§ **Enunciado 1**
Copia literalmente el fragmento del pasaje sobre Eritrea comprendido entre "Para aquel año" y "países del mundo.", ambos incluidos.
§ **Enunciado 2**
Según el pasaje sobre Eritrea, ¿cuál es la superficie aproximada del país?

§ **Pasaje de texto**
----

Para aquel año la población estimada de Eritrea era de 2.6 millones (y el país mide, redondeando, 121 000 kilómetros cuadrados, un poco más que Guatemala, con sus 108,889). Estimo que veinte años después esa población no ha aumentado mucho, a pesar de que las cifras oficiales sean de 3.75 millones para 2023. Eritrea es uno de los pocos países del mundo que impone estrictas visas de salida a sus habitantes, básicamente para evitar que abandonen el país y particularmente aquellos en el grupo de edad económicamente activa. Actualmente hay importantes colonias de eritreos en varios países del mundo, incluyendo Egipto, Sudán, los Países Bajos, Canadá, Uganda, Noruega, Inglaterra y varios otros. No hay estimados del tamaño de la diáspora, pero se sabe que para 2022 había alrededor de 600 000 personas en calidad de refugiados y solicitantes de asilo en diversos países del mundo.

----

§ **Registros**

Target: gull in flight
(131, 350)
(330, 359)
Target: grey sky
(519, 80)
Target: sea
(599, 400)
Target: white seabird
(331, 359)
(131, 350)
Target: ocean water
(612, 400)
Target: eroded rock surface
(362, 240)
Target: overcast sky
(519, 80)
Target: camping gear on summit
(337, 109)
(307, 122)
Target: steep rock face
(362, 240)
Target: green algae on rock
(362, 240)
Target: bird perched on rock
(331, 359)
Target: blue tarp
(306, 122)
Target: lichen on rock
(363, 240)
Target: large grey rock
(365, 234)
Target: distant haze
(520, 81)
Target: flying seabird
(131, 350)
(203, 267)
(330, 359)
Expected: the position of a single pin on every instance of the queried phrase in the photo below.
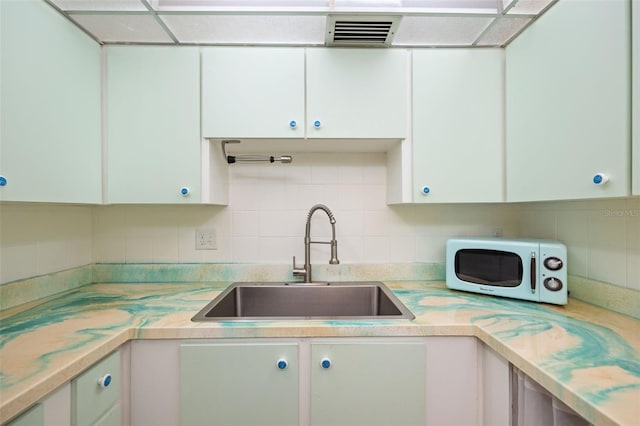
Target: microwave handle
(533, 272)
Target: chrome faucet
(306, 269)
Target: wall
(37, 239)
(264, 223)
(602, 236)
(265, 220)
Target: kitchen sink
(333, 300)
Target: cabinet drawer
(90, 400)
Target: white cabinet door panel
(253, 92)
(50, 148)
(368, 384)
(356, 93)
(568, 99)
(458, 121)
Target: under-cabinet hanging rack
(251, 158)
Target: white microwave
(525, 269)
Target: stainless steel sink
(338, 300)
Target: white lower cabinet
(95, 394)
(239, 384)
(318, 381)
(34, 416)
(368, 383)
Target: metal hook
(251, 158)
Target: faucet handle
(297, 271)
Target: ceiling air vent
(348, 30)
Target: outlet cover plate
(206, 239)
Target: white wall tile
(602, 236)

----

§ **Respuesta completa 1**
Para aquel año la población estimada de Eritrea era de 2.6 millones (y el país mide, redondeando, 121 000 kilómetros cuadrados, un poco más que Guatemala, con sus 108,889). Estimo que veinte años después esa población no ha aumentado mucho, a pesar de que las cifras oficiales sean de 3.75 millones para 2023. Eritrea es uno de los pocos países del mundo que impone estrictas visas de salida a sus habitantes, básicamente para evitar que abandonen el país y particularmente aquellos en el grupo de edad económicamente activa. Actualmente hay importantes colonias de eritreos en varios países del mundo, incluyendo Egipto, Sudán, los Países Bajos, Canadá, Uganda, Noruega, Inglaterra y varios otros. No hay estimados del tamaño de la diáspora, pero se sabe que para 2022 había alrededor de 600 000 personas en calidad de refugiados y solicitantes de asilo en diversos países del mundo.

§ **Respuesta completa 2**
Unos 121 000 kilómetros cuadrados.